= WHAT YOU HAVE TO DO =
Format all of the data below as a JSON list of strings, one string per line, with blank lines omitted. Leave the pictures out of the output.

** START OF PROVIDED DATA **

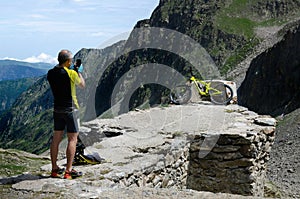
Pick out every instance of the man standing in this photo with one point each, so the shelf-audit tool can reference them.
(63, 83)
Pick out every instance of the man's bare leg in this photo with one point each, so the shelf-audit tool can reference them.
(57, 136)
(71, 149)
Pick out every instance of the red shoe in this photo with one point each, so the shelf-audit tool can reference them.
(72, 174)
(55, 173)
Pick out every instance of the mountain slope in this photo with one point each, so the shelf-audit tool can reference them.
(11, 89)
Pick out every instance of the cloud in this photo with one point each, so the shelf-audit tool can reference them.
(41, 58)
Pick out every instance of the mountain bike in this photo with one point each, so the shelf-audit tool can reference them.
(218, 92)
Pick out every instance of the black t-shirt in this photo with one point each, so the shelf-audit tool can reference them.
(62, 82)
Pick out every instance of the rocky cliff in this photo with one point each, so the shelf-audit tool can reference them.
(272, 83)
(228, 30)
(164, 148)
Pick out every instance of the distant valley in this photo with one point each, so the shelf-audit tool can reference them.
(16, 77)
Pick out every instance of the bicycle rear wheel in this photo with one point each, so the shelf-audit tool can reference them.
(220, 93)
(181, 94)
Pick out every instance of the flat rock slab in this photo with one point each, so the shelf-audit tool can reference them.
(138, 141)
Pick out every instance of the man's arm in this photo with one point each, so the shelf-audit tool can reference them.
(82, 82)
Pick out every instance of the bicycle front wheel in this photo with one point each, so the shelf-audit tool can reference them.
(181, 94)
(220, 93)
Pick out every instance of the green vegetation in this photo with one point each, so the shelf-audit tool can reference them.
(14, 162)
(238, 18)
(11, 89)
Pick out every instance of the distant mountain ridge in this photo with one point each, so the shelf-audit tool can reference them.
(11, 89)
(11, 69)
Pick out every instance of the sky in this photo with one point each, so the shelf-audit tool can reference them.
(36, 30)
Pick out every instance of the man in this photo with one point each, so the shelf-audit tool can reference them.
(63, 83)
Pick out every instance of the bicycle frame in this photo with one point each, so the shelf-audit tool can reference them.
(207, 87)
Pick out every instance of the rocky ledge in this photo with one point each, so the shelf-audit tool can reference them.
(171, 152)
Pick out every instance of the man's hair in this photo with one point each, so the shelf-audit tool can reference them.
(63, 56)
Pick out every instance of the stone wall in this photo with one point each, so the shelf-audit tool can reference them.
(236, 164)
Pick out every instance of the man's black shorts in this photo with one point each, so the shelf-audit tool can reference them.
(66, 119)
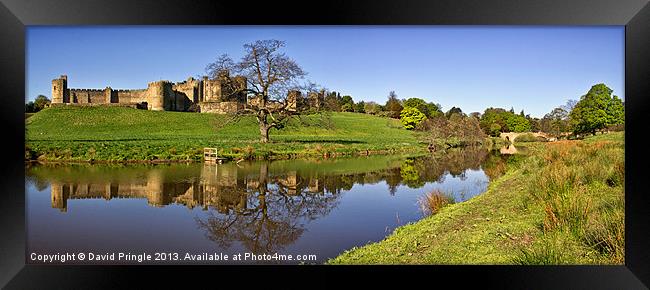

** END OF PROVIDED DATA **

= SOLUTION FOR THIS PROBLEM =
[
  "Pick out every instance of the man standing in this photo with one point each, so the shelf-audit tool can reference them.",
  "(63, 83)",
  "Pick out every instance of the man's bare leg in this photo with one point each, so the shelf-audit tool can reference them.",
  "(57, 136)",
  "(71, 149)",
  "Pick out every instance of the red shoe in this photo with one point each, so the shelf-audit tool can reference them.",
  "(72, 174)",
  "(55, 173)",
  "Pick out every instance of the mountain slope in this photo with one point each, so the shelf-audit tool can reference them.",
  "(11, 89)",
  "Pick out every instance of the cloud in this photo with one point each, so the shelf-audit tool can reference them.",
  "(41, 58)",
  "Pick out every instance of the mountain bike in this photo with one point each, so the shelf-audit tool can reference them.",
  "(218, 92)",
  "Pick out every instance of the black t-shirt in this photo with one point each, so the shelf-audit tool can reference them.",
  "(62, 82)",
  "Pick out every instance of the rocky cliff in this photo with one point each, so the shelf-audit tool can reference them.",
  "(272, 83)",
  "(228, 30)",
  "(164, 148)",
  "Pick out every instance of the distant valley in this photo with one point each, so the shelf-audit tool can reference them.",
  "(16, 77)",
  "Pick out every instance of the bicycle rear wheel in this photo with one point each, so the shelf-audit tool can reference them.",
  "(220, 93)",
  "(181, 94)",
  "Pick out every instance of the flat rock slab in this photo with one point each, so the shelf-audit tool can reference them.",
  "(138, 141)",
  "Pick out every instance of the man's arm in this photo with one point each, so the shelf-audit tool can reference them.",
  "(82, 82)",
  "Pick out every instance of the bicycle front wheel in this photo with one point each, so the shelf-audit tool can reference them.",
  "(181, 94)",
  "(220, 93)",
  "Pick out every instance of the green vegetation in this photo with one point each, so the shelf-audit tool can reference them.",
  "(14, 162)",
  "(238, 18)",
  "(11, 89)",
  "Pick out every instance of the distant mountain ridge in this photo with one point each, so the shelf-audit tool can reference them.",
  "(11, 89)",
  "(11, 69)",
  "Pick out every instance of the sky in this photo with one point each, so the shelf-audit tool can reference them.",
  "(36, 30)",
  "Pick out every instance of the man in this photo with one point each, so the shelf-audit tool can reference them.",
  "(63, 83)",
  "Pick out every instance of the bicycle frame in this photo with one point each, so the shelf-audit tool can reference them.",
  "(207, 87)",
  "Pick out every instance of the rocky ledge in this photo with one point each, so the shelf-audit tool can reference them.",
  "(171, 152)",
  "Pick out every instance of the man's hair in this photo with one point each, so the shelf-audit tool can reference them.",
  "(63, 56)",
  "Pick out every instance of the stone wall in this photo with one point each, so the shelf-audit tool can reference them.",
  "(236, 164)",
  "Pick out every instance of the man's black shorts in this photo with one point each, so the shelf-audit tool can reference them.",
  "(66, 119)"
]